• Что сделать:
a. Назовите всех, кто в примечаниях к письмам Горького назван политэмигрантом.
b. Продолжите примечания к письмам Горького, начав сразу после их последней фразы.

• Текст страницы:
---

Грифцов Борис Александрович (1885—1950) — литературовед и искусствовед. Книга, о которой упоминает М. Горький: ‘Три мыслителя. В. Розанов, Д. Мережковский, Л. Шестов’. М. Изд. В. М. Саблина, 1911.

38

Текст телеграммы — поздравление с шестидесятилетием В. Г. Короленко, исполнившимся 15 июля 1913 г., написан рукою М. Горького.
Золотарев Алексей Алексеевич (1878—1950) — писатель. Его повести печатались в сборниках т-ва ‘Знание’.
Старк Леонид Николаевич (р. около 1891 г.) — поэт, политэмигрант.
Олигер Николай Фридрихович (1882—1919) — беллетрист, сотрудник журналов: ‘Журнал для всех’, ‘Образование’.
Лоренц Александр Карлович— политэмигрант, большевик.
Сперанский Анатолий Николаевич — политэмигрант.
Малиновский Павел Петрович (1869—1943) — архитектор, нижегородский знакомый Горького.
Малиновская Елена Константиновна (1870—1942) — член КПСС с 1905 года, жена П. П. Малиновского.
Шрейдер Григорий Ильич (1860—?) — литератор. Был некоторое время корреспондентом ‘Русских ведомостей’ в Италии.
Фидлер Иван Иванович — сын директора Русской школы под Парижем, в которой учился сын М. Горького.
Дмитриева Валентина Иововна (1859—1948) — писательница.
Астров Семен Григорьевич — поэт.
Все эти лица жили в то время на Капри.

39

Письмо напечатано на машинке. Рукою Горького написано только окончание письма от слов: ‘Примите мой сердечный привет…’ На письме пометки Короленко: ‘Горький-Пешков, 5/XII — 15’ и ‘Отв. 15/XII — 15’. Датировано на основании этих пометок.
‘Русское о[бщест]во изучения жизни евреев’…— ‘Русское общество изучения еврейской жизни’ было организовано в декабре 1915 г. с целью борьбы с антисемитизмом. Группа писателей, организаторов этого общества, еще в августе 1915 г. выпустила сборник ‘Щит’, в который Короленко дал свой очерк ‘Мнение мистера Джексона о еврейском вопросе’.
Ответ Короленко на это письмо не сохранился.

40

На первой странице письма пометка Короленко: ‘Отв. 21/I — 1916’.
‘Евреи на Руси’ — издание этого сборника не состоялось.
…что Вы пишете для ‘Русских записок’.— ‘Русские записки’ — журнал, выходивший с ноября 1914 г. по март 1917 г. вместо приостановленного правительством ‘Русского богатства’.
В октябре — ноябре 1915 г. Короленко работал над повестью из жизни евреев ‘Братья Мендель’, предполагая дать ее в ‘Русские записки’. Повесть осталась незаконченной. Впервые опубликована в посмертном Полном собрании сочинений, т. XXII, Госиздат Украины, 1927. (См. В. Г. Короленко, Собр. соч., т. 2.)
…программу сборника…— Программа сборника ‘Евреи на Руси’ отпечатана на машинке. Некоторые фамилии и пометки написаны рукою А. М. Горького. Сборник не вышел в свет.

---

• Исходные данные:
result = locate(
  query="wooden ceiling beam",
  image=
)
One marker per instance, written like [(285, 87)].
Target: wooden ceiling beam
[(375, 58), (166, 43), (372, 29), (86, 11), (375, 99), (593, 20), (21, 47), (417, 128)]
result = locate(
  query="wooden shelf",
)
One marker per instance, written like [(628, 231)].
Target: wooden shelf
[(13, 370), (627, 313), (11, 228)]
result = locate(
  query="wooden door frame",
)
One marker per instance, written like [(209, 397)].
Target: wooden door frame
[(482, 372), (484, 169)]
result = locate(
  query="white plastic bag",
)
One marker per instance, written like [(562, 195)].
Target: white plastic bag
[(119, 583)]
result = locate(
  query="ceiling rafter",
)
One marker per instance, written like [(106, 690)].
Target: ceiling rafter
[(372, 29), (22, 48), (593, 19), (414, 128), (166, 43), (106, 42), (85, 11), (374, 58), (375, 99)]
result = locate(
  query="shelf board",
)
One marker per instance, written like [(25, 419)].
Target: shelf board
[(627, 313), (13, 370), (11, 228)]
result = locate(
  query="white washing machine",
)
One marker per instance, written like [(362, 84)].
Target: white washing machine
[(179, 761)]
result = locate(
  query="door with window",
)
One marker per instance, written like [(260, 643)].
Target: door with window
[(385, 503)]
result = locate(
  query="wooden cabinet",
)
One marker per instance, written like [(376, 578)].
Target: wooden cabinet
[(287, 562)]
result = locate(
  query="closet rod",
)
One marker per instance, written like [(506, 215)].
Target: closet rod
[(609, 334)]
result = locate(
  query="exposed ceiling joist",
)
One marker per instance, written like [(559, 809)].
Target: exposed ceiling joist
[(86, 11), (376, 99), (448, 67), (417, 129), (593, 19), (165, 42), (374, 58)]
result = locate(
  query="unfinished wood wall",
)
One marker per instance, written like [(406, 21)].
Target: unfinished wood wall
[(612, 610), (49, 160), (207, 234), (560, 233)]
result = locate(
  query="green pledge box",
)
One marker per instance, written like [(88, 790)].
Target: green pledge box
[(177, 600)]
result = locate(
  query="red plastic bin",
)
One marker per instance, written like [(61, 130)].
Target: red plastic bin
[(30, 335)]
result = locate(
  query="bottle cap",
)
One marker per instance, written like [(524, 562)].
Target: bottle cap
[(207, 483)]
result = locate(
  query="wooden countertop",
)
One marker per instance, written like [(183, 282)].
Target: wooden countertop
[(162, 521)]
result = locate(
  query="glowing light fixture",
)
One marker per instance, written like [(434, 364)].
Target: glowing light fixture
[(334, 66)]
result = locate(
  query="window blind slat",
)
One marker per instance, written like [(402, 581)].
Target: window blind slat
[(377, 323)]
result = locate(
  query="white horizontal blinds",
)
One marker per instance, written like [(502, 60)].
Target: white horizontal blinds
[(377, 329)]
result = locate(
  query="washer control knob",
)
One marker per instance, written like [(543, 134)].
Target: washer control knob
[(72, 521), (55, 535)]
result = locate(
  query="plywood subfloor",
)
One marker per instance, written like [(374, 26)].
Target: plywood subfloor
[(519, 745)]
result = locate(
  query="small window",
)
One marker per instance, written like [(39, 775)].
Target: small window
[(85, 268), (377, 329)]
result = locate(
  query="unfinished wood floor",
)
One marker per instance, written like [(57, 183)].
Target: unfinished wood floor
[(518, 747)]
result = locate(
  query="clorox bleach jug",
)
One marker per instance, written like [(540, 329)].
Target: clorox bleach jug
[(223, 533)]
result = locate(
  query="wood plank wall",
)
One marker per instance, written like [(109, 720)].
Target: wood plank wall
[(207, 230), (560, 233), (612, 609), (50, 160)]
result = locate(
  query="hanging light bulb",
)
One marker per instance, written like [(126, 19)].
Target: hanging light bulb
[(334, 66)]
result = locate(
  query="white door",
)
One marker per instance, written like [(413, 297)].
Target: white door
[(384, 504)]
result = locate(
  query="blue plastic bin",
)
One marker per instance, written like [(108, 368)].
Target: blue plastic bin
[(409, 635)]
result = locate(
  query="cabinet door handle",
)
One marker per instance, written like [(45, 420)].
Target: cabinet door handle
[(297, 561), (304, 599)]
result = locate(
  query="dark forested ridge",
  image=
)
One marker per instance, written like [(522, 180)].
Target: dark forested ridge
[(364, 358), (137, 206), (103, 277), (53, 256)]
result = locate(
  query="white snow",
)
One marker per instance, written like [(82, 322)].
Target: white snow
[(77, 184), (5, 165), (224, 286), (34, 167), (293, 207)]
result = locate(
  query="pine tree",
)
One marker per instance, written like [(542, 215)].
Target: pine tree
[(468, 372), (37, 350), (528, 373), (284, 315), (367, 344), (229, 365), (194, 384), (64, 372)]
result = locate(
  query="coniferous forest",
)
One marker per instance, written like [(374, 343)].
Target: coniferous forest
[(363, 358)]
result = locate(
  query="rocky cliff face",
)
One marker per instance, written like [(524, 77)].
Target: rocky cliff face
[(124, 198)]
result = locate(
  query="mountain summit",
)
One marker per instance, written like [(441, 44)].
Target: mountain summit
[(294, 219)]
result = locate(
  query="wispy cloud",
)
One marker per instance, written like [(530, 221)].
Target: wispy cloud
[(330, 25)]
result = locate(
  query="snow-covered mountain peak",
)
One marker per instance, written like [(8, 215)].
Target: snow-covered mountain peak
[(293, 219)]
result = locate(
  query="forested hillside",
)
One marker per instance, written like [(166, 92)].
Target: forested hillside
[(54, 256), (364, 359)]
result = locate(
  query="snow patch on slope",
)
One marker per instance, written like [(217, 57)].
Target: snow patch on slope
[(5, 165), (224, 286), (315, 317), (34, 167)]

---

• Ответы:
a. Старк Леонид Николаевич; Лоренц Александр Карлович; Сперанский Анатолий Николаевич.

b.
Сологуб Ф. (псевдоним Тетерникова Федора Кузьмича (1863—1927) — писатель-символист. Во время первой империалистической войны стал во главе литераторов-шовинистов.
Ответ В. Г. Короленко на это письмо не сохранился.

41

На первой странице пометка Короленко: ‘Отв. 18/IX 16′.
…о Кужах и Мариамполе.— Статья В. Г. Короленко ‘О Мариампольской измене’ напечатана в газете ‘Русские ведомости’, 1916, No 200, 30 августа. Статья посвящена разоблачению клеветы на евреев г. Мариамполя и местечка Куж Сувалкской губернии, которые якобы вели себя изменнически при занятии города немцами в сентябре 1914 г. Оправданы на вторичном военном суде 28 июля 1916 г.
…4-м издании сборника ‘Щит’…— ‘Щит’ — литературный сборник под редакцией Леонида Андреева, Максима Горького и Федора Сологуба. В течение 1915/16 г. разошлось три издания этого сборника. Четвертое издание, о котором идет речь, не появилось.

42

…работая над старыми делами балахнинского магистрата, в архивной башне…— В. Г. Короленко с 1887 по 1895 г. принимал участие в работах Нижегородской ученой архивной комиссии, помещавшейся в Ивановской башне старинного Нижегородского кремля.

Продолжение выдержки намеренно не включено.